As I was making chocolate chip cookies with my son today, I thought of something so profound and deep — it barely surfaced.

At that precise moment when my three and three-quarters year old poured the baking powder into the blue bowl, I should have honored and listened to the Montessori urge to go write it down right then and there.

But I didn’t. I kept mixing, baking, and preparing our cookie dough.

I had spent the hour prior to this trying to engage my sick, moody, snow day cabin fevered son to bake with me. He was mad at me because I would not let him watch Phinius and Ferb — his current favorite cartoon (I really like it too). We (or rather I specifically) are trying to limit his TV watching to two hours a day. And two hours a day seems like too much as it is.

Back to my profound deep thought — it was right there ready to be  measured out in perfectly proportioned words.

1 cup of prose

1/2 tsp of poetic phrasing

1/4 tsp truthful juice

1/8 tsp of heart based memory

1 stick of beauty

The words were perfect — so perfect I thought I’d remember them exactly for sure.

But I didn’t; I don’t.

“All you have to do is write one true sentence. Write the truest sentence that you know.” 
― Ernest Hemingway

I know what my one truth was — geez it was the first line of this darn book my ancestors have placed on my insecure shoulders and it was perfect.

Here’s the understudy’s attempt (the lead actress took another gig apparently): my grandmother taught me to cook when I was four. I don’t remember, but my bones do. When I cook with my son, I remember.

§ Required work
Copy the part of the cookie-baking essay that begins with the words containing "Back to my profound" and ends with "exactly for sure.", with "beauty" changed to "grace".

§ Dataset extract

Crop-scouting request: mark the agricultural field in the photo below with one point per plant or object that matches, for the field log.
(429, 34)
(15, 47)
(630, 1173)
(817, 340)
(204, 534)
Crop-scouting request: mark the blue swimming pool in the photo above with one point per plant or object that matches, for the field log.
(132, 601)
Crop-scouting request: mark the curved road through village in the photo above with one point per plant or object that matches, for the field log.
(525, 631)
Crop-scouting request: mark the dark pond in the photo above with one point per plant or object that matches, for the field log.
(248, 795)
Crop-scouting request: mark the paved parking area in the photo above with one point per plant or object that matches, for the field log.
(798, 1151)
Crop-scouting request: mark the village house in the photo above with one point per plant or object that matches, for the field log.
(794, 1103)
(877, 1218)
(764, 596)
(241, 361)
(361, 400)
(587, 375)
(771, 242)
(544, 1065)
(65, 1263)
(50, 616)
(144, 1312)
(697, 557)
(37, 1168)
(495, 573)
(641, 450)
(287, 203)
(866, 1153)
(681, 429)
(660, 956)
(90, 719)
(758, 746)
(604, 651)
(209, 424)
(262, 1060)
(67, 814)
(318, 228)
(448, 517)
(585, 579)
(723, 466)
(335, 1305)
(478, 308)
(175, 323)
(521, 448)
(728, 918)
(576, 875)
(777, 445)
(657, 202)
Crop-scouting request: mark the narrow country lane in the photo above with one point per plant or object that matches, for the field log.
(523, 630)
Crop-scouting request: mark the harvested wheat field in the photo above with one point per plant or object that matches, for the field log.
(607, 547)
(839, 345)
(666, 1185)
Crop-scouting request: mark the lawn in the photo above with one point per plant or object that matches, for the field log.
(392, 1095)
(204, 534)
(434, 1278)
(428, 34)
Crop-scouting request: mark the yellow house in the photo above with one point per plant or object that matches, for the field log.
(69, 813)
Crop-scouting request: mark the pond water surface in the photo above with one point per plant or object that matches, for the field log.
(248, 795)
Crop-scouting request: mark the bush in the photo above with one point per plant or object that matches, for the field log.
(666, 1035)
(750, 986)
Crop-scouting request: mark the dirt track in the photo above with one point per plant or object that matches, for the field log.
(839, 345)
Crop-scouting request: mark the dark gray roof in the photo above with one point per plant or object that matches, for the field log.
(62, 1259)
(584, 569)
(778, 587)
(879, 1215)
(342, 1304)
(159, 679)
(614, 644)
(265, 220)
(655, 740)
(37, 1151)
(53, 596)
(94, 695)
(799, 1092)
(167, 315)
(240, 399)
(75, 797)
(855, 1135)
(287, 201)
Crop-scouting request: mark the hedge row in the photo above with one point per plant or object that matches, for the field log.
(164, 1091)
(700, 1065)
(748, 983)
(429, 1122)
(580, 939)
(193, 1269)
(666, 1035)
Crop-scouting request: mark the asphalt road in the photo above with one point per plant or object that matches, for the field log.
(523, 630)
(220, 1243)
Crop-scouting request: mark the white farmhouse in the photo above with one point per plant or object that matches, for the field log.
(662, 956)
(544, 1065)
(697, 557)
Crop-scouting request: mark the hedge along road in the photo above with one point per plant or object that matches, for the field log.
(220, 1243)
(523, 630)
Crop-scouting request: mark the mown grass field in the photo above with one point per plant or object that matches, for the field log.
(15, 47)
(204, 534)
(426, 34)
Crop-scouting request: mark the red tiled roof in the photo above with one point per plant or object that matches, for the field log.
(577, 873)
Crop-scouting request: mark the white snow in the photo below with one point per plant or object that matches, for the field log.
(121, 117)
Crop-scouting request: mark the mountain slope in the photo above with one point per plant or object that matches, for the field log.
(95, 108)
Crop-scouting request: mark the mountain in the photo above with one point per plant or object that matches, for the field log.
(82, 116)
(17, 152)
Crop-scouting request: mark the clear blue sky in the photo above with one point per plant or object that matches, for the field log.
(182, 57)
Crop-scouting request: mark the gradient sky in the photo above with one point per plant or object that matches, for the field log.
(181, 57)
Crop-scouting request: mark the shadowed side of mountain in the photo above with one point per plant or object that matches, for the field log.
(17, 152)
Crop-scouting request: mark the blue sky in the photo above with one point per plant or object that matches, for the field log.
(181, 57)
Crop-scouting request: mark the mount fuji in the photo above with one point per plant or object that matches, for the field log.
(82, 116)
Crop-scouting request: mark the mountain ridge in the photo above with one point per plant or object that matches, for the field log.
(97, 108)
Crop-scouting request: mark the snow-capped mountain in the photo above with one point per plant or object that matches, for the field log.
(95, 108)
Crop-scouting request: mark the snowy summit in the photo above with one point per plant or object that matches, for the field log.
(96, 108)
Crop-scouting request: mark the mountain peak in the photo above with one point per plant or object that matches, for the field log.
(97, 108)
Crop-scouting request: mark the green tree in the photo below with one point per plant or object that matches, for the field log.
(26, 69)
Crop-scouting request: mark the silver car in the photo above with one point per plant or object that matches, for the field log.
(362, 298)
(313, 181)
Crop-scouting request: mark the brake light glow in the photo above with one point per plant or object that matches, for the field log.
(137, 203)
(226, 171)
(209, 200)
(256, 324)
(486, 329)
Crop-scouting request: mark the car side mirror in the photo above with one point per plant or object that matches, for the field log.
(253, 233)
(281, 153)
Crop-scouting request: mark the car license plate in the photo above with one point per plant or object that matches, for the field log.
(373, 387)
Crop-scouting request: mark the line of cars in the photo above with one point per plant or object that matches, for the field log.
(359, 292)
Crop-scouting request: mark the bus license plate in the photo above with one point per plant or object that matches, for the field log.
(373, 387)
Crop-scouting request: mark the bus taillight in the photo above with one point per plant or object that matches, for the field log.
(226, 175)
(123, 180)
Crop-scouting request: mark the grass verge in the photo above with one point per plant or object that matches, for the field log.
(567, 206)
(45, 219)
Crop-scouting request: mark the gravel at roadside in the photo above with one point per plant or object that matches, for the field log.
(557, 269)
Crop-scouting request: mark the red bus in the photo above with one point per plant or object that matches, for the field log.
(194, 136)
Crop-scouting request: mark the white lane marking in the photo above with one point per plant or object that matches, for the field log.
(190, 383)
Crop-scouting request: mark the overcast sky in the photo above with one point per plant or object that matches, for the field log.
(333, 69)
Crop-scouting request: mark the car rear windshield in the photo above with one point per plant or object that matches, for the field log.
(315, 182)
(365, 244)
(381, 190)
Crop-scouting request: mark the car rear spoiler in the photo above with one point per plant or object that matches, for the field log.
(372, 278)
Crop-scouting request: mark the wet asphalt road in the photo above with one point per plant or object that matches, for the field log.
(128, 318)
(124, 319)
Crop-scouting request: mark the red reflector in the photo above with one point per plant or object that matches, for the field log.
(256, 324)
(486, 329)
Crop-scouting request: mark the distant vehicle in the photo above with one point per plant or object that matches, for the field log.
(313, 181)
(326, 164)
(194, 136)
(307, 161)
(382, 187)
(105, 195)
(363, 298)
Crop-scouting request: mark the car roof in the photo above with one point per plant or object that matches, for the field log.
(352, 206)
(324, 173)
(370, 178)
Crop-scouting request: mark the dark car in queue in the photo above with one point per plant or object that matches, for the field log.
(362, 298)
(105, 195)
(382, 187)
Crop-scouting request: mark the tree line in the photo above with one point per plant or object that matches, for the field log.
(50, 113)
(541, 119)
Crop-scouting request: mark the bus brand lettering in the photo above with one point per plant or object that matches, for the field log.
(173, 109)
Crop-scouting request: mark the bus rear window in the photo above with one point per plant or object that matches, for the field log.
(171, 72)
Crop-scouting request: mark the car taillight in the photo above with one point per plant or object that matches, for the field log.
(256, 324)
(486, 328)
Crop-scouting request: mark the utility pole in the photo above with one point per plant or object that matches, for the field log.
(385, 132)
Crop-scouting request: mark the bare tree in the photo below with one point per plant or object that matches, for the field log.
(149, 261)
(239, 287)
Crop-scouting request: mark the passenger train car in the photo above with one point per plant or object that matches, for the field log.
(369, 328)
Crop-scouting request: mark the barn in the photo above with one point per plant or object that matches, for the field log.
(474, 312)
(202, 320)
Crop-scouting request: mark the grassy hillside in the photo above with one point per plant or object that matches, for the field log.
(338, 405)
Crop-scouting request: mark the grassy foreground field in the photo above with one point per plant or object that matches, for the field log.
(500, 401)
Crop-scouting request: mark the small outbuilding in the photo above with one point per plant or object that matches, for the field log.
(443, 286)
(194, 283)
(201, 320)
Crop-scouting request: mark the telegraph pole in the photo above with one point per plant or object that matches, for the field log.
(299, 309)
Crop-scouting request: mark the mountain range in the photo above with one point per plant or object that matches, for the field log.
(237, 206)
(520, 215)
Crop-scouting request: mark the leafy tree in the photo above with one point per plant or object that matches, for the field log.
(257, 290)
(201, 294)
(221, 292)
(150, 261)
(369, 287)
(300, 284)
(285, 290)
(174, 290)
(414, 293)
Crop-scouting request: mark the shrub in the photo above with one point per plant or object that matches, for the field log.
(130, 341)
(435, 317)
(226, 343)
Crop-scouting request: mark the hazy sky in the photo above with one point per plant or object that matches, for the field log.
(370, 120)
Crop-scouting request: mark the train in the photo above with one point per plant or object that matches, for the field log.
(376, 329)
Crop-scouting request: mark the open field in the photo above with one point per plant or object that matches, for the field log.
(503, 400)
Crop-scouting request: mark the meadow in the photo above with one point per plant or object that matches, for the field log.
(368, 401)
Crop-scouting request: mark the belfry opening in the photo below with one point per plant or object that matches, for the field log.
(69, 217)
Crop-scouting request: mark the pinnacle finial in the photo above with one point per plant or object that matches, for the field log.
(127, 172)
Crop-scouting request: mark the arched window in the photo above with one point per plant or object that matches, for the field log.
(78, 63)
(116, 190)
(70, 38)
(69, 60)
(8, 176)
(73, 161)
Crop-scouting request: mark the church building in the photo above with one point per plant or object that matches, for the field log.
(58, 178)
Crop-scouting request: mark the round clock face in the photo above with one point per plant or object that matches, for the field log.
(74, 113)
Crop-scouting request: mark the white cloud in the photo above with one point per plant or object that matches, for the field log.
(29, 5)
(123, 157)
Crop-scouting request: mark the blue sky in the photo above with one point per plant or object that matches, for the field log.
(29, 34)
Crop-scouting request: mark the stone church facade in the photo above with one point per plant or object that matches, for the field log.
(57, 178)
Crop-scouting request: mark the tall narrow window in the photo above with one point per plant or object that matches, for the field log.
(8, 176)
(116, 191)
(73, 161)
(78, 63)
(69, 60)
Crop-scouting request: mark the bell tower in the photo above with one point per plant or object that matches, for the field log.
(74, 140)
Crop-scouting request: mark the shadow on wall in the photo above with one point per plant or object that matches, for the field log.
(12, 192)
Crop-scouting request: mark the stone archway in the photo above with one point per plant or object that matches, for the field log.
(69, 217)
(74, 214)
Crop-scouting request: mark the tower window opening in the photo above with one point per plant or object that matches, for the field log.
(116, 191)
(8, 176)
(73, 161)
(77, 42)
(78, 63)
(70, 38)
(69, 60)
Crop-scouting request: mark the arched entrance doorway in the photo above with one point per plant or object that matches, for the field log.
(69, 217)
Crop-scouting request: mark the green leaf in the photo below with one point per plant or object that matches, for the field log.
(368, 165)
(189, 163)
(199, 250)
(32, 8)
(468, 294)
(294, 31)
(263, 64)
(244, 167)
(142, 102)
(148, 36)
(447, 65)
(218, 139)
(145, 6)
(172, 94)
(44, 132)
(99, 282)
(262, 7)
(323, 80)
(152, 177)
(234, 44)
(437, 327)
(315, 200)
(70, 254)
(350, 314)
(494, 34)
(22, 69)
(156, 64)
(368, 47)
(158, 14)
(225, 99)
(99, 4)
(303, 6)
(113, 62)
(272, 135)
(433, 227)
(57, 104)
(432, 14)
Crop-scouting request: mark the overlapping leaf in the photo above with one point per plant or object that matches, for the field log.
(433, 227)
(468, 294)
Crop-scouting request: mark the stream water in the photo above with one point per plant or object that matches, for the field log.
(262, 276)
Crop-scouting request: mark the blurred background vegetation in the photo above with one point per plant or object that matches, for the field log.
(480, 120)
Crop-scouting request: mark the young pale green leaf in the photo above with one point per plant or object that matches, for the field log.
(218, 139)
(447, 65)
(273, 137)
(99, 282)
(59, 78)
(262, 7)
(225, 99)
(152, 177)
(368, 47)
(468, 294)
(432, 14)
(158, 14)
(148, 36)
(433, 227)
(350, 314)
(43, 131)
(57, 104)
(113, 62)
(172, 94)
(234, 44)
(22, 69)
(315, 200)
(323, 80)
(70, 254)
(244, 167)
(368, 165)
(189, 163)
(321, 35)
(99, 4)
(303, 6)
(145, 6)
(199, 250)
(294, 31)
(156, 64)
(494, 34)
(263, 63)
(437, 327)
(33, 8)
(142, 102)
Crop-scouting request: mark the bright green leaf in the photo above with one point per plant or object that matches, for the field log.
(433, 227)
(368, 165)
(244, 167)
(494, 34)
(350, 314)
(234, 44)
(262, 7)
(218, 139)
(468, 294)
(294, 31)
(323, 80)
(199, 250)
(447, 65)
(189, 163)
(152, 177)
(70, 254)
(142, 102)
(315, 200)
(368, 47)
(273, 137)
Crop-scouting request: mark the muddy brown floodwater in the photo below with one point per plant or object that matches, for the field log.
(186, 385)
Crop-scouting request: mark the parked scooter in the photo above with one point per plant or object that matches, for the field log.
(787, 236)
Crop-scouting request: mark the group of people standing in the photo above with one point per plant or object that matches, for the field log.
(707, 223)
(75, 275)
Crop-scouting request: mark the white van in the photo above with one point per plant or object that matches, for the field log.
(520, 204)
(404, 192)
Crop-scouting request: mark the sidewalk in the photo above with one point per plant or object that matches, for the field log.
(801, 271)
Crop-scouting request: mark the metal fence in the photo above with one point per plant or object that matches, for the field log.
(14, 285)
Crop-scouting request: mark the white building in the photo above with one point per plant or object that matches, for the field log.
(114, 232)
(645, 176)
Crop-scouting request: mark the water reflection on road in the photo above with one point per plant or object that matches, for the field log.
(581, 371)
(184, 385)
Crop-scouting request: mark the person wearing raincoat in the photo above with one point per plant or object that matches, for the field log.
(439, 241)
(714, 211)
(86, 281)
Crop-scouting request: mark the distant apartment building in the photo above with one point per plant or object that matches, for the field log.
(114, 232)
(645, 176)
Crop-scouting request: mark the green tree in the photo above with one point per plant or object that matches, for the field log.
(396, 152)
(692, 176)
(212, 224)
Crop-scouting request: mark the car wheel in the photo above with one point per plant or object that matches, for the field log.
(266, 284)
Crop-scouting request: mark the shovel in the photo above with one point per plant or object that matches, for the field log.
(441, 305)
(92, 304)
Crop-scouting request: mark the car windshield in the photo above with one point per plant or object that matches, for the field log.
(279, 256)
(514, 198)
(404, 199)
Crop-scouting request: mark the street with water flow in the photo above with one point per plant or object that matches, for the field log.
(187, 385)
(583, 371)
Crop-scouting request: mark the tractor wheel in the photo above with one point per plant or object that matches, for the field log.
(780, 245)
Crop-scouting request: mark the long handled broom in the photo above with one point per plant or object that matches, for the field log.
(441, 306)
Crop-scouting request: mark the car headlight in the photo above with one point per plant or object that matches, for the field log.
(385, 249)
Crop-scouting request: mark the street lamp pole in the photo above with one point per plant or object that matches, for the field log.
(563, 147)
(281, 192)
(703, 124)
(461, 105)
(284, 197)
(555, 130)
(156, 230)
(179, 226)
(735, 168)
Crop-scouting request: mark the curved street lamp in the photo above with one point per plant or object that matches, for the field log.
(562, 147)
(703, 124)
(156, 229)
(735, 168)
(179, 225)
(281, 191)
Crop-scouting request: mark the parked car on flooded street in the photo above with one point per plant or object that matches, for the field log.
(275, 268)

§ Exercise response
Back to my profound deep thought — it was right there ready to be  measured out in perfectly proportioned words.

1 cup of prose

1/2 tsp of poetic phrasing

1/4 tsp truthful juice

1/8 tsp of heart based memory

1 stick of grace

The words were perfect — so perfect I thought I’d remember them exactly for sure.